▶ TASK BRIEF
Please extract the passage from the biography of Jessica Dimmock starting at "Jessica Dimmock (born" and ending at "VII Photo Agency.", copying it word for word.
── EXCERPT TO READ ──
Jessica Dimmock (born June 23, 1978) is a documentary photojournalist and filmmaker based in Brooklyn, New York City. Her body of work, The Ninth Floor, documented the lives of a group of young heroin users over the course of several years.

Education and career
Dimmock is a 2005 graduate of the program in documentary photography and photojournalism at the International Center of Photography.  She shoots regularly for the New York Times Magazine, Fortune, Newsweek and other U.S. magazines. She has been profiled in New York magazine, Aperture, Photo District News, and the British Journal of Photography.  She is a member of VII Photo Agency.

She began her "Ninth Floor" project in late 2004 in Manhattan.  A drug dealer noticed her camera, approached her on the street, and invited her to take photographs of him. He led Dimmock to a building in the Flatiron District, where Dimmock spent eight months photographing the approximately 30 heroin addicts who shared an apartment. In June 2005, the owners of the apartment evicted the addicts, but Dimmock continued to photograph two of the couples for more than two years after the eviction. The project was published as a video and as a book in 2007.

Publications

Publications by Dimmock
The Ninth Floor. Rome: Contrasto, 2007.

Publications with contributions by Dimmock
American Photography 22. AI-AP, 2006.
Flash Forward. Toronto: Magenta Foundation, 2006.
This Day of Change. Tokyo: Kodansha, 2009.
A New American Photographic Dream. Milan: Silvana, 2010.
───
── DATASET RECORDS ──
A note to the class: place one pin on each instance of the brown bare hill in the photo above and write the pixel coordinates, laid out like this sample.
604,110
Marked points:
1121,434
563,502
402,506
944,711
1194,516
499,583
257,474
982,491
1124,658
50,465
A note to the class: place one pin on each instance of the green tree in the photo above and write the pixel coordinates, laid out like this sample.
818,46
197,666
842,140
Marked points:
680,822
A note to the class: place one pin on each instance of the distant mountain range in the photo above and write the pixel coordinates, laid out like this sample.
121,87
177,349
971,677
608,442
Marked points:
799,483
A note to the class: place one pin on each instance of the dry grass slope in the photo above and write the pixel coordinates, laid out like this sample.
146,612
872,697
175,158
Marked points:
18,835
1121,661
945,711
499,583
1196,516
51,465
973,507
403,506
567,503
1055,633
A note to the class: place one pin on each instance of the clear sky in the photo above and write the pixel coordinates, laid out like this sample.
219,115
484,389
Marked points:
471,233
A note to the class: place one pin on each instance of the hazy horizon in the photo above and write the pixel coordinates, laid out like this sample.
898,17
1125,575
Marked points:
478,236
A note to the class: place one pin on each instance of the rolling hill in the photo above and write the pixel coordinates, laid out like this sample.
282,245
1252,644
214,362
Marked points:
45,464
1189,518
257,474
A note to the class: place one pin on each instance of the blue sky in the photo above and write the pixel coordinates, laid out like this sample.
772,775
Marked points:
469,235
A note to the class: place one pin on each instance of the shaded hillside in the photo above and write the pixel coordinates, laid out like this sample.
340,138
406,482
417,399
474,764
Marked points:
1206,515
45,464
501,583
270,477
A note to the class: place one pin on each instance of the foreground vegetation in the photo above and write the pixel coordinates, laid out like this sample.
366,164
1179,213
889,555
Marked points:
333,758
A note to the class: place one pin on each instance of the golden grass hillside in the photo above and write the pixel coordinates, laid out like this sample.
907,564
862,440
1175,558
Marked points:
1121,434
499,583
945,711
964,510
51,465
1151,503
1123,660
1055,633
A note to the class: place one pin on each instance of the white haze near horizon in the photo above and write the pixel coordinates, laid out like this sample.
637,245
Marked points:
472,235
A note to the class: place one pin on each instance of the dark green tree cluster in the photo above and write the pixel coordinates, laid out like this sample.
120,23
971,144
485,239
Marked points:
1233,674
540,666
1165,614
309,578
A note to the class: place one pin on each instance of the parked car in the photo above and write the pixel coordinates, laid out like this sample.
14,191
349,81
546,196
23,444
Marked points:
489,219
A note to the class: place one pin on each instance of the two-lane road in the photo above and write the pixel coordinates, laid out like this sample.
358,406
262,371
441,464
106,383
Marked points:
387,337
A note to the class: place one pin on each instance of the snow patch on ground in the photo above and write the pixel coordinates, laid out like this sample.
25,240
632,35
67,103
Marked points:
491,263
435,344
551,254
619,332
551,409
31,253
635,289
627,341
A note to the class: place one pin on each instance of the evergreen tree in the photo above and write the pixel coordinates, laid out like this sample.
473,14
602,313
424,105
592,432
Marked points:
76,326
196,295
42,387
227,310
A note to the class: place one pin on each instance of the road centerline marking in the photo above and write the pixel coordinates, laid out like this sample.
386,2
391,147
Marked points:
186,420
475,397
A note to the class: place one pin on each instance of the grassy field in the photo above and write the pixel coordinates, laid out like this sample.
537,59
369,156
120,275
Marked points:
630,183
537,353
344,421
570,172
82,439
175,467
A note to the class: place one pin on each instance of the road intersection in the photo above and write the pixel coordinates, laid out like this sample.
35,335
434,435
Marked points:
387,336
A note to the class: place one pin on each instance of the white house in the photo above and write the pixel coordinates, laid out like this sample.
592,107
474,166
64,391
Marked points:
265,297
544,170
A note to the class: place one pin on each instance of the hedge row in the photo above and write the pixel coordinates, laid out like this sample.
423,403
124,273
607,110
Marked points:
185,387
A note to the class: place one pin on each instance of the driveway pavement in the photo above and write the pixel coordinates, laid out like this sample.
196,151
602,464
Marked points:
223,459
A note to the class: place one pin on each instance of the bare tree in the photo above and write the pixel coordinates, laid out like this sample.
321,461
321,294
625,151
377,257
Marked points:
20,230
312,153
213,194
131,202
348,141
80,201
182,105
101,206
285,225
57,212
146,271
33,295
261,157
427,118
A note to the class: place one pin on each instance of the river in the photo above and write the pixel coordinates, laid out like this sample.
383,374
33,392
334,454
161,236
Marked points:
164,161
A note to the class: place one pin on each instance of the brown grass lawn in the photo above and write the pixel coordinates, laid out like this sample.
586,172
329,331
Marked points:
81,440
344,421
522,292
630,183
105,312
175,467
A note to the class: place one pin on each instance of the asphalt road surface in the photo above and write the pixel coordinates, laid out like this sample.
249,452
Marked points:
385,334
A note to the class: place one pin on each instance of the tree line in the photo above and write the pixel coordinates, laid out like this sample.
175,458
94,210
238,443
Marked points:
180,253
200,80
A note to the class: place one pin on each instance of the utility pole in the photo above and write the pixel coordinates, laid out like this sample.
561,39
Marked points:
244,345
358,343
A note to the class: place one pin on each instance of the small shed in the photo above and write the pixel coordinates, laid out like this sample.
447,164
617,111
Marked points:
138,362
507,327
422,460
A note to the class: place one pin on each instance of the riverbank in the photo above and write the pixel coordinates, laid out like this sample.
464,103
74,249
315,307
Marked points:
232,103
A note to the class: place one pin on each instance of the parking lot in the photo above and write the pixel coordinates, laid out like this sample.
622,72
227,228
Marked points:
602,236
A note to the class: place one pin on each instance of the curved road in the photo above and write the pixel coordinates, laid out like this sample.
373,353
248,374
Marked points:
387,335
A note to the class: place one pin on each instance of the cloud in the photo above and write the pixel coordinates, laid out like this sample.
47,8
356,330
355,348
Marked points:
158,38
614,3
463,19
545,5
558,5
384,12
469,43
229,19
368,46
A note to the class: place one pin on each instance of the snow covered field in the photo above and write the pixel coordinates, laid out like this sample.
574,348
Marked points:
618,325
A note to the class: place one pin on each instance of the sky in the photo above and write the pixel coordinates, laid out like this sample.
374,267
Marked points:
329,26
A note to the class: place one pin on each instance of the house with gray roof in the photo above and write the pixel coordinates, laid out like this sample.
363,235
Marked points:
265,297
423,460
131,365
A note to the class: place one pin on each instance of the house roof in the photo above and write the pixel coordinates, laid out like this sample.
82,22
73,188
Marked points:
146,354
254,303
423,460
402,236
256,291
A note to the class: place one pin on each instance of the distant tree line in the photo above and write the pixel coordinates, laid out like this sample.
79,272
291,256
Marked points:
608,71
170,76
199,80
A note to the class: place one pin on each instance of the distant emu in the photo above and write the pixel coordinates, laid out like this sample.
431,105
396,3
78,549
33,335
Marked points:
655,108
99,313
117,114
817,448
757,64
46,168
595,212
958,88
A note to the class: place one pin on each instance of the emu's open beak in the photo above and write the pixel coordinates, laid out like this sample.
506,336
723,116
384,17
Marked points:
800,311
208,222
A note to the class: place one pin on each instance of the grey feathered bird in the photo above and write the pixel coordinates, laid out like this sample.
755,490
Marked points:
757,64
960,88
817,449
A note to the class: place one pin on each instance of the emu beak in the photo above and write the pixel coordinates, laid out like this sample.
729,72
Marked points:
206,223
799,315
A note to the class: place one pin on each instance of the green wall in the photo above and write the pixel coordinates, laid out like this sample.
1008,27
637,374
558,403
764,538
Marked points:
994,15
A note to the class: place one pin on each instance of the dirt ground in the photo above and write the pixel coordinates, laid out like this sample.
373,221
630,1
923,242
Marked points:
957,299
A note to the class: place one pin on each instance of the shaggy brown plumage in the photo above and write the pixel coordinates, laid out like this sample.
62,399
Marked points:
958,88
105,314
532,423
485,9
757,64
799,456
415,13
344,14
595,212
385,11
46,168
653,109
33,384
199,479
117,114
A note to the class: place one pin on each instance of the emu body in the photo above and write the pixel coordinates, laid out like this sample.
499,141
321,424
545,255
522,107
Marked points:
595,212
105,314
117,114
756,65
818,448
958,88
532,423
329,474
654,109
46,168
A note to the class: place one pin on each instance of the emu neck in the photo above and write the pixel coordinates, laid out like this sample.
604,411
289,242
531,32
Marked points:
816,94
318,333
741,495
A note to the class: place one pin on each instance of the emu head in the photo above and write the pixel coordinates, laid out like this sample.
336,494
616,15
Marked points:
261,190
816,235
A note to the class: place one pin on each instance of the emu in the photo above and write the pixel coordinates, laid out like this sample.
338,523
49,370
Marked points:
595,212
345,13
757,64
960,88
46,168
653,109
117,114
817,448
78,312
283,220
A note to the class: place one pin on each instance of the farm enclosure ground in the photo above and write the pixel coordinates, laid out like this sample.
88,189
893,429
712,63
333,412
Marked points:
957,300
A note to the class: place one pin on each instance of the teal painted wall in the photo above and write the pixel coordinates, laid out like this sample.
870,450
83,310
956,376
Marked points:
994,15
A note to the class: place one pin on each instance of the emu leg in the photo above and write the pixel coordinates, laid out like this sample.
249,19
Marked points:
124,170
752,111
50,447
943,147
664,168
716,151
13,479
───
▶ THE RESPONSE
Jessica Dimmock (born June 23, 1978) is a documentary photojournalist and filmmaker based in Brooklyn, New York City. Her body of work, The Ninth Floor, documented the lives of a group of young heroin users over the course of several years.

Education and career
Dimmock is a 2005 graduate of the program in documentary photography and photojournalism at the International Center of Photography.  She shoots regularly for the New York Times Magazine, Fortune, Newsweek and other U.S. magazines. She has been profiled in New York magazine, Aperture, Photo District News, and the British Journal of Photography.  She is a member of VII Photo Agency.